* **Provided data**
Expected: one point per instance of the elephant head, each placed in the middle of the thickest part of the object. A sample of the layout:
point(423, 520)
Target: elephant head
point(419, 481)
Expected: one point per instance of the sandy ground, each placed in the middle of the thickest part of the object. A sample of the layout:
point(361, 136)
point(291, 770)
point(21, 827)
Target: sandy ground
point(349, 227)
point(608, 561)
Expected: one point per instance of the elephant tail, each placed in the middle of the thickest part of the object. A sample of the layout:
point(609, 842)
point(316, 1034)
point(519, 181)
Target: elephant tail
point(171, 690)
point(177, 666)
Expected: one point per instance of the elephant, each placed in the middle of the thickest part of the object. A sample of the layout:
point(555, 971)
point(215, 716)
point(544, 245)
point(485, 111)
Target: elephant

* **Exercise**
Rewrite everything from the line containing "Expected: one point per instance of the elephant, each" down to the end of the lines, replacing "thickest part" with "widest part" and leaving all else unchanged.

* **Task solution**
Expected: one point per instance of the elephant, each placed in the middle of the widest part of the object. A sample of the layout:
point(555, 971)
point(215, 716)
point(544, 245)
point(485, 111)
Target: elephant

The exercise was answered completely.